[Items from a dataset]
- - - - -

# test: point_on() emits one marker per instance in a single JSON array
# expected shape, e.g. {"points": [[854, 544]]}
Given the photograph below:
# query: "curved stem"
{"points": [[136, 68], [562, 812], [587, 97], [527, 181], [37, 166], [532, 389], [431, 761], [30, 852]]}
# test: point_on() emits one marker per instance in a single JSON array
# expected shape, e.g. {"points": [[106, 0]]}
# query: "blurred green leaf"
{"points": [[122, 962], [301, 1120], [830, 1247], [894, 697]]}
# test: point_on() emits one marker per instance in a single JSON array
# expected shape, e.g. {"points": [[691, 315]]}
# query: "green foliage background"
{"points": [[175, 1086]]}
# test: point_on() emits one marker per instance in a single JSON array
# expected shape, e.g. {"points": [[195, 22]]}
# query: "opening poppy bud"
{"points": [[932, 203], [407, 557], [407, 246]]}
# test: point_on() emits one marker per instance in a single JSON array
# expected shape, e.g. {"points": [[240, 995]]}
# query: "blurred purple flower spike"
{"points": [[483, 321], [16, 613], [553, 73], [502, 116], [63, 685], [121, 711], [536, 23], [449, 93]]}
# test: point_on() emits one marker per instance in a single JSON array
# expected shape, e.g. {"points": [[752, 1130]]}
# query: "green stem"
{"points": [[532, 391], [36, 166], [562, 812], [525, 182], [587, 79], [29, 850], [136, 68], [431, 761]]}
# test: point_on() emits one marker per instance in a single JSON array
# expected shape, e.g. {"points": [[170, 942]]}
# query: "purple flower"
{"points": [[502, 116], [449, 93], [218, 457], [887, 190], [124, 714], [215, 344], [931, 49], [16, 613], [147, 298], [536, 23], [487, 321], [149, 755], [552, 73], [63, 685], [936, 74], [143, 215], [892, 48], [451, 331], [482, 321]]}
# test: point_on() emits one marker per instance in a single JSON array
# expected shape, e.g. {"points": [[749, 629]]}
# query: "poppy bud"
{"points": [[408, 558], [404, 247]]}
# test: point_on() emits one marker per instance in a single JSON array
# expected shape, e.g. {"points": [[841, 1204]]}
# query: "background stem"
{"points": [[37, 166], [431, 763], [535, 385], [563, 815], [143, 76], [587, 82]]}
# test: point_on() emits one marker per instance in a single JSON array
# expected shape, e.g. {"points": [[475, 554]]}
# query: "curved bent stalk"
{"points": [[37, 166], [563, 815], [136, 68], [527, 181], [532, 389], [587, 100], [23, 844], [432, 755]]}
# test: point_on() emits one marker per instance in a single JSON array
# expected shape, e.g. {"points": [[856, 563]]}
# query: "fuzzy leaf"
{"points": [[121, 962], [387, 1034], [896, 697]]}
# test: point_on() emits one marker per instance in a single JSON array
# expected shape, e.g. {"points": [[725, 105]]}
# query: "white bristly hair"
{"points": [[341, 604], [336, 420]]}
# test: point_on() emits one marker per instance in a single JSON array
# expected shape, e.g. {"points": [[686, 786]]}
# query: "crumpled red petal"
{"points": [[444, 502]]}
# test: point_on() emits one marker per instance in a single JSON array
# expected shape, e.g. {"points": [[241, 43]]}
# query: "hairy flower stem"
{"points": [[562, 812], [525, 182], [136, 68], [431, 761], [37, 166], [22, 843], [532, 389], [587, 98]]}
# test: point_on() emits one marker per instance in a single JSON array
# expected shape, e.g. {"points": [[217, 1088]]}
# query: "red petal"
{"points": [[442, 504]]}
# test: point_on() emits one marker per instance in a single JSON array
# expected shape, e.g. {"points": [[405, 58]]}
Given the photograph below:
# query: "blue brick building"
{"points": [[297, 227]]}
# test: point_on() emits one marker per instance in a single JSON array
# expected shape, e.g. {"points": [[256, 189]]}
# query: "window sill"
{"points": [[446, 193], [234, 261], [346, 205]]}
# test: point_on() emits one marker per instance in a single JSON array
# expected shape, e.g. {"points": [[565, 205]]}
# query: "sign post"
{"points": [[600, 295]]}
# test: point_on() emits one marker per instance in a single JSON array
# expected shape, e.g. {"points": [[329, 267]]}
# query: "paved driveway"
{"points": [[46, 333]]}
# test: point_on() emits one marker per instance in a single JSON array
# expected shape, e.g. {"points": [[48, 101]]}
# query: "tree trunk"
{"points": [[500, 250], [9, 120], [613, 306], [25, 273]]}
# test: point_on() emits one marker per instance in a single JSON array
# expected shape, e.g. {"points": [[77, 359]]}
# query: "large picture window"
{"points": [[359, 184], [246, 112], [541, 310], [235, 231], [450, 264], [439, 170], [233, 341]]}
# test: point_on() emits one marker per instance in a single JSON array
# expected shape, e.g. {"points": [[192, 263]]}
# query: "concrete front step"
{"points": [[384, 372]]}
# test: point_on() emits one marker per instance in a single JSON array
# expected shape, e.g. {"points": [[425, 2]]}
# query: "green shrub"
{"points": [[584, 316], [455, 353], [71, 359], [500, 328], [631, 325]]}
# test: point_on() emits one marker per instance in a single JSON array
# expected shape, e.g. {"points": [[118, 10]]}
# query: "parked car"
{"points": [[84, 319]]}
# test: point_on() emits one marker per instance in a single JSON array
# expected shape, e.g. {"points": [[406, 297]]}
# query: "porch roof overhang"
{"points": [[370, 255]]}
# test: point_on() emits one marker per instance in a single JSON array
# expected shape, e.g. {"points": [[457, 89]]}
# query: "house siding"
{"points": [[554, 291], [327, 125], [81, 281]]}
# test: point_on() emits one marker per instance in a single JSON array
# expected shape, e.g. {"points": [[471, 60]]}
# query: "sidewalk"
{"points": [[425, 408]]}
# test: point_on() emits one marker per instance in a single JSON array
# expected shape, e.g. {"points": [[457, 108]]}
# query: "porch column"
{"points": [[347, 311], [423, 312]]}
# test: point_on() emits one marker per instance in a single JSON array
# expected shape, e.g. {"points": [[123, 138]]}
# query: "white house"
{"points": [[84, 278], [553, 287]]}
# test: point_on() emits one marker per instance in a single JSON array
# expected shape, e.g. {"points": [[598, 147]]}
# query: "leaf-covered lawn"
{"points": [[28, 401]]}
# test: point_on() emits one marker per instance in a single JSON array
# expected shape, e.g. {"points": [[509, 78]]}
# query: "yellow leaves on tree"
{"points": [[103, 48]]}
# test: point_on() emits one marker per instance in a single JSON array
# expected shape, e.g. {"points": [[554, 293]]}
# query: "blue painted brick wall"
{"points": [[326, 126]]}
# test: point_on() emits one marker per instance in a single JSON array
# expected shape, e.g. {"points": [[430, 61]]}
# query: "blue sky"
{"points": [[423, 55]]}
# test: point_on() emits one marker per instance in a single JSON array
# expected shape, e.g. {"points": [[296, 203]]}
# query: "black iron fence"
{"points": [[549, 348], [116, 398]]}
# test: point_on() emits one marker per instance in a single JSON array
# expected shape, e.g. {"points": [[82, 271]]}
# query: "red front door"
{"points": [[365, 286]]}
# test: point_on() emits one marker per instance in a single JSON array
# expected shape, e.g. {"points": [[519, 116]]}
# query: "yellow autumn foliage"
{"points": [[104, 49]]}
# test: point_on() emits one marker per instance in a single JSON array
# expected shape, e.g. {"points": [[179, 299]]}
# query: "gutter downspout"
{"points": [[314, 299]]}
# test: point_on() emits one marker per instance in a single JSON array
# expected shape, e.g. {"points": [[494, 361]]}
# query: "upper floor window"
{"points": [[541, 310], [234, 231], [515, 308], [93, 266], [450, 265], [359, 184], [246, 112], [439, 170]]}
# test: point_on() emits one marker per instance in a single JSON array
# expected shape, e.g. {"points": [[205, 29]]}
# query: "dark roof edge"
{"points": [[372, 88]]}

- - - - -

§ **EXERCISE PROMPT**: Please output the entries above, every line exactly as it reads.

§ **ANSWER TO THIS EXERCISE**:
# test: point_on() emits one marker per instance in a single JSON array
# expected shape, e.g. {"points": [[854, 544]]}
Given the photograph below:
# query: "curved stem"
{"points": [[136, 68], [562, 812], [587, 97], [527, 181], [37, 166], [532, 389], [431, 761], [30, 852]]}
# test: point_on() emits one marker per instance in a single JSON array
# expected shape, e.g. {"points": [[106, 0]]}
# query: "blurred green leaf"
{"points": [[122, 962], [301, 1120], [830, 1247], [894, 697]]}
# test: point_on() emits one marker per instance in a single JSON array
# expected shape, e.g. {"points": [[691, 315]]}
# query: "green foliage background"
{"points": [[175, 1086]]}
# test: point_on() emits one marker per instance in a single JSON array
# expected shape, e.g. {"points": [[195, 22]]}
# query: "opening poppy bud"
{"points": [[932, 203], [407, 557], [407, 246]]}
# test: point_on() emits one marker per instance in a single JSON array
# expected shape, e.g. {"points": [[240, 995]]}
# query: "blurred purple flower spike"
{"points": [[483, 321], [16, 613], [553, 73], [502, 116], [63, 685], [121, 711], [536, 23], [449, 93]]}
# test: point_on() emits one marker per instance in a single JSON array
# expected shape, e.g. {"points": [[752, 1130]]}
# query: "green stem"
{"points": [[532, 391], [36, 166], [562, 812], [525, 182], [587, 79], [29, 850], [136, 68], [431, 761]]}
# test: point_on() emits one marker per instance in a single JSON array
# expected shape, e.g. {"points": [[170, 942]]}
# query: "purple flower"
{"points": [[502, 116], [449, 93], [218, 457], [887, 190], [124, 714], [215, 344], [931, 49], [16, 613], [147, 298], [536, 23], [487, 321], [149, 755], [552, 73], [63, 685], [936, 74], [143, 215], [892, 48], [451, 331], [482, 321]]}
# test: point_on() emits one marker per instance in a single JSON array
# expected shape, e.g. {"points": [[749, 629]]}
# query: "poppy bud"
{"points": [[408, 558], [404, 247]]}
# test: point_on() emits one marker per instance in a single JSON array
# expected shape, e.g. {"points": [[841, 1204]]}
# query: "background stem"
{"points": [[37, 166], [431, 763], [535, 385], [563, 815], [143, 76], [587, 82]]}
# test: point_on() emits one marker per instance in a single JSON array
# expected shape, e.g. {"points": [[475, 554]]}
# query: "curved bent stalk"
{"points": [[37, 166], [563, 815], [136, 68], [527, 181], [532, 389], [587, 100], [23, 844], [432, 755]]}
# test: point_on() emits one marker per instance in a single JSON array
# expected shape, e.g. {"points": [[856, 563]]}
# query: "fuzzy leaf"
{"points": [[121, 962], [387, 1034], [896, 697]]}
# test: point_on() emits one marker per instance in a single JSON array
# expected shape, e.g. {"points": [[725, 105]]}
# query: "white bristly hair"
{"points": [[341, 604], [336, 420]]}
# test: point_on() emits one marker per instance in a single JSON array
# expected shape, e.g. {"points": [[686, 786]]}
# query: "crumpled red petal"
{"points": [[444, 502]]}
# test: point_on() emits one marker per instance in a single JSON array
# expected shape, e.g. {"points": [[241, 43]]}
# query: "hairy flower stem"
{"points": [[562, 812], [525, 182], [136, 68], [431, 761], [37, 166], [22, 843], [532, 389], [587, 98]]}
# test: point_on() emits one marker per instance in a single JSON array
# expected shape, e.g. {"points": [[217, 1088]]}
# query: "red petal"
{"points": [[442, 504]]}
# test: point_on() emits one marker per instance in a single JSON array
# expected shape, e.g. {"points": [[405, 58]]}
Given the photograph below:
# query: "blue brick building"
{"points": [[297, 227]]}
# test: point_on() emits one marker per instance in a single JSON array
# expected shape, e.g. {"points": [[256, 189]]}
# query: "window sill"
{"points": [[446, 193], [234, 261], [346, 205]]}
# test: point_on() emits one marker per instance in a single JSON array
# expected shape, e.g. {"points": [[565, 205]]}
# query: "sign post"
{"points": [[600, 295]]}
# test: point_on() emits one marker per instance in a single JSON array
# expected shape, e.g. {"points": [[329, 267]]}
# query: "paved driveway"
{"points": [[46, 333]]}
# test: point_on() emits one marker per instance in a single JSON array
# expected shape, e.g. {"points": [[48, 101]]}
# query: "tree trunk"
{"points": [[500, 250], [9, 120], [613, 306], [25, 273]]}
# test: point_on() emits one marker per instance in a single JSON array
# expected shape, e.g. {"points": [[77, 359]]}
# query: "large picture window"
{"points": [[359, 184], [246, 112], [541, 310], [235, 231], [450, 264], [439, 170], [233, 341]]}
# test: point_on() emits one marker per instance in a single JSON array
# expected shape, e.g. {"points": [[192, 263]]}
# query: "concrete front step"
{"points": [[384, 372]]}
# test: point_on() emits one marker per instance in a single JSON array
# expected shape, e.g. {"points": [[425, 2]]}
# query: "green shrub"
{"points": [[584, 316], [455, 353], [71, 359], [500, 328], [631, 325]]}
# test: point_on() emits one marker per instance in a single JSON array
# expected shape, e.g. {"points": [[118, 10]]}
# query: "parked car"
{"points": [[84, 319]]}
# test: point_on() emits one marker per instance in a single JSON array
# expected shape, e.g. {"points": [[406, 297]]}
# query: "porch roof overhang"
{"points": [[370, 255]]}
# test: point_on() emits one marker per instance in a single JSON array
# expected shape, e.g. {"points": [[457, 89]]}
# query: "house siding"
{"points": [[554, 291], [327, 125], [81, 281]]}
# test: point_on() emits one marker per instance in a single JSON array
# expected shape, e.g. {"points": [[471, 60]]}
# query: "sidewalk"
{"points": [[425, 408]]}
# test: point_on() emits one marker per instance in a single JSON array
# expected shape, e.g. {"points": [[457, 108]]}
# query: "porch column"
{"points": [[347, 311], [423, 312]]}
# test: point_on() emits one marker per instance in a single JSON array
# expected shape, e.g. {"points": [[123, 138]]}
# query: "white house"
{"points": [[84, 278], [553, 287]]}
# test: point_on() emits one marker per instance in a single JSON array
# expected shape, e.g. {"points": [[598, 147]]}
# query: "leaf-covered lawn"
{"points": [[28, 401]]}
# test: point_on() emits one marker per instance in a single JSON array
# expected shape, e.g. {"points": [[509, 78]]}
# query: "yellow leaves on tree"
{"points": [[103, 48]]}
# test: point_on() emits one marker per instance in a single JSON array
# expected shape, e.g. {"points": [[554, 293]]}
# query: "blue painted brick wall"
{"points": [[326, 126]]}
# test: point_on() emits one marker per instance in a single JSON array
# expected shape, e.g. {"points": [[430, 61]]}
# query: "blue sky"
{"points": [[423, 55]]}
# test: point_on() emits one marker per instance in a single JSON array
# expected shape, e.g. {"points": [[296, 203]]}
# query: "black iron fence"
{"points": [[549, 348], [116, 398]]}
# test: point_on() emits one marker per instance in a single JSON array
# expected shape, e.g. {"points": [[82, 271]]}
# query: "red front door"
{"points": [[365, 286]]}
# test: point_on() emits one marker per instance in a single JSON array
# expected shape, e.g. {"points": [[519, 116]]}
# query: "yellow autumn foliage"
{"points": [[104, 49]]}
# test: point_on() emits one marker per instance in a single JSON array
# expected shape, e.g. {"points": [[179, 299]]}
# query: "gutter downspout"
{"points": [[314, 299]]}
# test: point_on() emits one marker per instance in a single JSON array
# expected shape, e.g. {"points": [[494, 361]]}
# query: "upper floor window"
{"points": [[541, 310], [234, 231], [515, 308], [93, 266], [450, 265], [359, 184], [246, 112], [439, 170]]}
# test: point_on() emits one marker per instance in a single JSON array
# expected shape, e.g. {"points": [[205, 29]]}
# query: "dark roof edge"
{"points": [[372, 88]]}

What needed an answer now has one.